**DOCUMENT SECTION:**
>>>

“This school is excellent for us,” local tribe elder Alsyal Saleem said. “It gives the next generation a chance to work thanks to the vocational studies.”
In the sandy dunes of the northern Negev desert between Arad and Be’er Sheva, 130 students who belong to a local Bedouin tribe study at the Al-Sayed Technological School. One of the eight schools that the Israel Sci-Tech Schools Network operates for the Bedouins of Israel’s Negev desert, the high school was built in 2010. The school’s curriculum, which includes general studies, also has a special focus on electrician studies for boys and child daycare classes for girls.
“Before this high school and others that were established for the Bedouin community through the Israel Sci-Tech Network, many in the Bedouin population in the Negev simply didn’t have a high school education available to them,” said Shai Lewinsohn, the sci-tech network’s director of Resource Development and External Affairs.
“There were Bedouin regional schools, but they were located far away from the isolated Bedouin tribes, and therefore only a small percentage of Bedouin students were able to attend high school,” Lewinsohn told Tazpit.

<<<

**DATASET EXTRACT:**
>>>

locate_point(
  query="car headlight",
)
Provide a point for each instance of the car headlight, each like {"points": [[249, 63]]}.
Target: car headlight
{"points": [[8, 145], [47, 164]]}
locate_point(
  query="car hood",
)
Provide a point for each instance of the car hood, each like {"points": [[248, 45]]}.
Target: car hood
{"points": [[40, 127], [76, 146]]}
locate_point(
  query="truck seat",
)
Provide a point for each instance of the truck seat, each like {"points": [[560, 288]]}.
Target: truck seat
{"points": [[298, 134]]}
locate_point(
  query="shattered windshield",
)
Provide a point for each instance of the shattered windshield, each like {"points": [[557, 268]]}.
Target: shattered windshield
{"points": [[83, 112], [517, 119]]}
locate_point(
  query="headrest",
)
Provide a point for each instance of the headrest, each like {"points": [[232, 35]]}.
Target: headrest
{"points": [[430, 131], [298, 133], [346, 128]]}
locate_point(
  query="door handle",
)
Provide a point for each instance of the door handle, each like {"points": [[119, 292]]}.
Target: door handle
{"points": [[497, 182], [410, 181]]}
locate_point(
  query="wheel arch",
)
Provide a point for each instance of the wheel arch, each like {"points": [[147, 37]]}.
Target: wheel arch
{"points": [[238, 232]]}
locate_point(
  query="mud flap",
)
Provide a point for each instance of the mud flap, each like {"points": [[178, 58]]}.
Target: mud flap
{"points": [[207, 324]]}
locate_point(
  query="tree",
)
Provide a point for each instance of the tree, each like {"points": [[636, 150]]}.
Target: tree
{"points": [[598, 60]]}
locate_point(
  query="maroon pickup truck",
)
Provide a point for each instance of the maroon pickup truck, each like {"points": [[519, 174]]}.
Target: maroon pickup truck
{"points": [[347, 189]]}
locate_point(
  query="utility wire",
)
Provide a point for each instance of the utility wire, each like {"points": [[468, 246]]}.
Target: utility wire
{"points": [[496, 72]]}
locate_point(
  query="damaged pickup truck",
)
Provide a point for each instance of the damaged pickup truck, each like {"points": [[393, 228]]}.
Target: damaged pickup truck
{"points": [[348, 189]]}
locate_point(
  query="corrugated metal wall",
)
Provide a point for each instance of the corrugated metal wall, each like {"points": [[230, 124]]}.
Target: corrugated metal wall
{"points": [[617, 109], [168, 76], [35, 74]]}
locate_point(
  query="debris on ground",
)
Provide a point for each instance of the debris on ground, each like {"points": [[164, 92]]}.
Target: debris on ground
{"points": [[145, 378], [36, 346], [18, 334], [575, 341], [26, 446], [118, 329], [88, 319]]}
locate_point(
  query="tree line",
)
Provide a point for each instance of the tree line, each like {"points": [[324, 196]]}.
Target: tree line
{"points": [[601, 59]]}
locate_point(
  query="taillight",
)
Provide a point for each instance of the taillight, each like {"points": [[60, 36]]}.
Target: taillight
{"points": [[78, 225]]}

<<<
>>>

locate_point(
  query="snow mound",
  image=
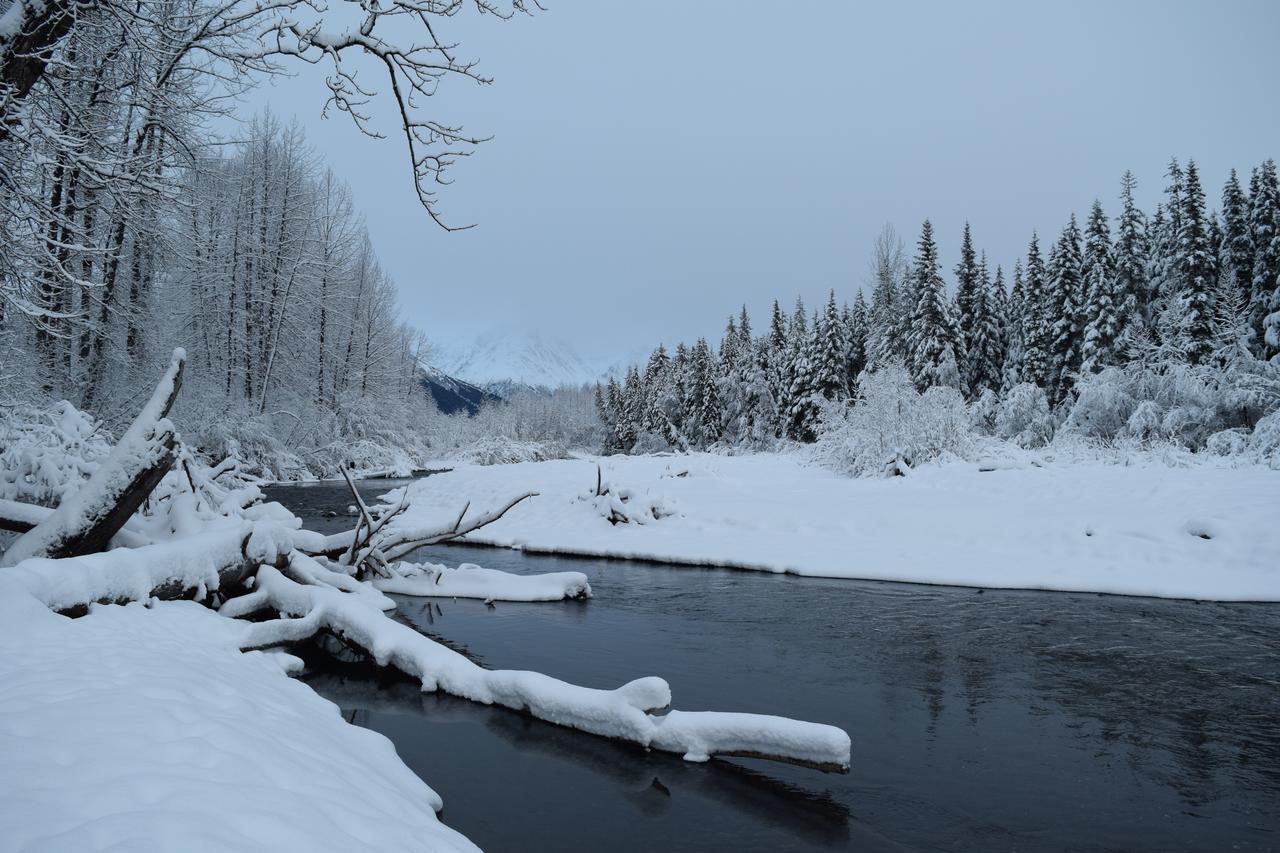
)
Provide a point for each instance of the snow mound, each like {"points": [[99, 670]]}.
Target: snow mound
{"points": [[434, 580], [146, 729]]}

<<<

**STATED EXERCISE 1:** Select each line in the entries that contains the string "wire", matching case exactly.
**STATED EXERCISE 2:** Write the next part of the article about the Bedouin high school in the Negev, picking up after its last paragraph.
The article and the entries come from separate sources.

**TASK RESULT 1:**
  query="utility wire",
Provide a point for each instance of the utility wire, each like {"points": [[468, 246]]}.
Target: utility wire

**TASK RESULT 2:**
‘Major Transformation’ in Education Accessibility
“During the past five years, education accessibility for Bedouins has undergone a major transformation, with high schools being built in the tribal districts themselves. Today around 90% of high school-age Bedouins are being educated.”
This is the story of the Al-Sayed tribe in the northern Negev whose teenagers attend the Al-Sayed Technological School. Of the eight high schools operating for Bedouin students by the Israel Sci-Tech Schools Network, Al-Sayed is the only one that offers an exclusively vocational program. The student population is comprised of 60% girls and 40% boys.
“This school is excellent for us,” local tribe elder Alsyal Saleem said. “It gives the next generation of our tribe a chance to work thanks to the vocational studies in the school.”
Saleem himself has worked in a factory in Beer Sheva most of his life and today serves on the high school’s parent board. The 57-year-old grandfather is from the Al-Sayed tribe, an Arab nomadic tribe whose original tribal head came from Egypt around 200 years ago and settled in the Negev desert. Today, the tribe numbers around 3,000 people, where the average family has around 10 children.
Israeli History and Bedouin Heritage in Curriculum
Students at the Al-Sayed Technological School, most of whom are from the Al-Sayed tribe, study Arabic, Hebrew and English as well as Bedouin heritage and the history of Israel. The students come from a weak socio-economic background, and a great number of students suffer from learning disabilities as a result of inter-family marriages.
In addition, the Al-Sayed community has one of the highest rates of deafness in the world. About five percent were born deaf as a quarter of the community carries the recessive trait.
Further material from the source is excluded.